CONSIGNE: Écrivez la suite de l'article sur la bourgeoisie belge face à la crise, en reprenant juste après sa dernière phrase.

TEXTE CITÉ:
□ □ □ □

Soumis par Internationalisme le
Belge, Flamande, Wallonne, Bruxelloise: la bourgeoisie est toujours unie pour faire payer la crise aux travailleurs
Quiconque a suivi les médias bourgeois de juin à septembre doit croire que la Belgique est décidément le seul endroit au monde qui ne subit pas les contrecoups de la crise mondiale. Depuis les élections fédérales de juin, soit depuis plus de 90 jours, les projecteurs de la presse ont été centrés sur les rebondissements de l’interminable feuilleton communautaire: négociations, compromis, ruptures, trahisons; le « citoyen » est amené à osciller constamment entre l’espoir d’un compromis national et le désespoir de l’éclatement du pays.
La Belgique, le seul Etat au monde qui peut se permettre de ne pas se préoccuper de l’instabilité du système bancaire, du recul du PNB, de la crédibilité de l’Etat? Evidemment non et les données économiques récentes le confirment: ses banques (Fortis, KBC, Dexia) ont fortement subi la crise bancaire et sont encore déstabilisées par des créances douteuses, en particulier envers certains pays de l’Europe de l’Est et du Sud; le PIB belge a reculé de 4,3% en 2008-2009, la dette dépasse maintenant les 100% du PIB et le déficit budgétaire 2010 est de 5,2%, au lieu des 4,8% prévus il y a un an (+1,3 milliard d’euros). Par ailleurs, après les PIIGS (Portugal, Irlande, Italie, Grèce, Espagne), la Belgique, avec la Grande-Bretagne est en deuxième ligne des Etats présentant une vulnérabilité économique et dès lors menacés de faillite.

□ □ □ □

LIGNES DE DONNÉES:
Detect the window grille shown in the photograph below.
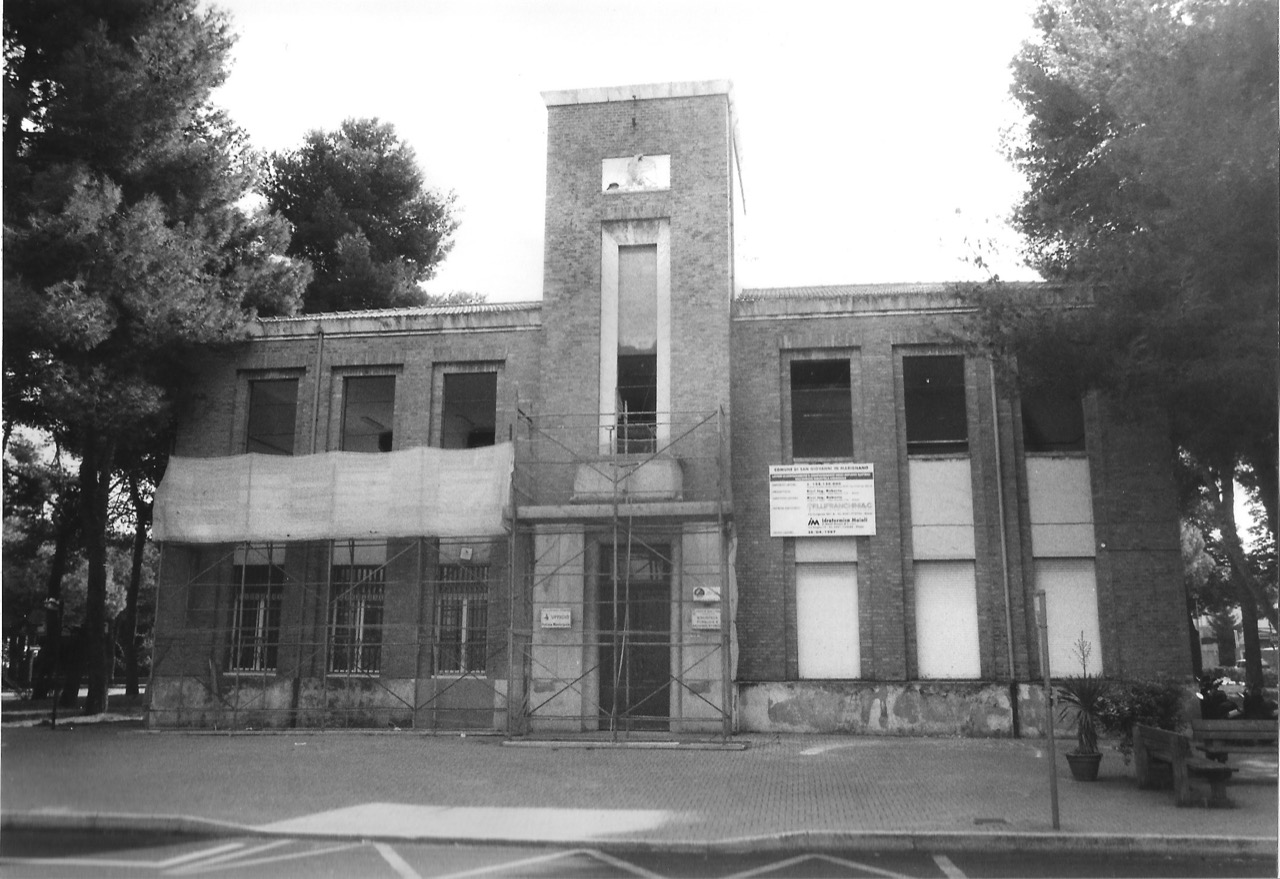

□ □ □ □

RÉSULTAT:
De manière générale donc, des attaques générales sont aussi incontournables en Belgique que dans le reste des pays européens. Pourquoi alors cette focalisation sur les tensions communautaires et linguistiques? Certes, la bourgeoisie belge est loin d’être homogène: des tensions existent depuis longtemps en son sein, en particulier entre fractions régionales, et ces tensions, exacerbées par la crise depuis 2008, se sont matérialisées par la montée en puissance lors des dernières élections d’un parti autonomiste flamand, la NVA (Nieuwe Vlaamse Alliantie). Toutefois, il serait naïf de croire que, pour la défense de leurs intérêts communs fondamentaux - le maintien de leurs profits, de leurs parts de marché menacées par la concurrence exacerbée - ces fractions bourgeoises ne se coalisent pas pour imposer leur loi aux exploités. L’histoire de ces 50 dernières années nous apprend qu’elles utilisent habilement à cet effet leurs divisions internes dans un double objectif: d’une part pour freiner la prise de conscience des attaques et du rôle central de l’Etat dans celles-ci, d’autre part pour entraver toute réaction unitaire des travailleurs et toute extension de leurs luttes.
Freiner la prise de conscience des attaques et du rôle central de l’Etat dans celles-ci
Face au risque de défaut de paiement, tous les Etats européens ont lancé de gigantesques plans d’austérité pour tenter d’assainir leurs finances publiques et leur système bancaire: Allemagne, 82 milliards d’euros; Grande-Bretagne, 7,2 milliards d’euros en 2010; Italie, 13 milliards d’euros en 2011; Espagne, 15 milliards d’euros supplémentaires. Ces attaques impres-sionnantes impliquent des suppressions massives d’emplois dans le secteur public, la réduction des salaires (par exemple -5% pour les fonctionnaires en Espagne), le recul de l’âge de la retraite et la baisse des pensions (baisse des allocations de certains fonds de pension aux Pays-Bas par exemple) ou des allocations de soins de santé. Bref, elles vont signifier une baisse conséquente du niveau de vie de la classe ouvrière, comparable à celle qu’elle a connue dans les années 1930. D’autre part toutefois, elles dévoilent par la même occasion de plus en plus le rôle de l’Etat, ce pseudo ‘Etat social’, dans l’imposition de l’austérité capitaliste, ce qui risque d’orienter la colère ouvrière contre celui-ci. Effectivement, loin d’être un arbitre au dessus de la mêlée, garant de la justice sociale, « l’Etat démocratique » se manifeste de plus en plus pour ce qu’il est en réalité: l’instrument de la classe exploiteuse pour imposer des conditions de plus en plus impitoyables à la classe ouvrière.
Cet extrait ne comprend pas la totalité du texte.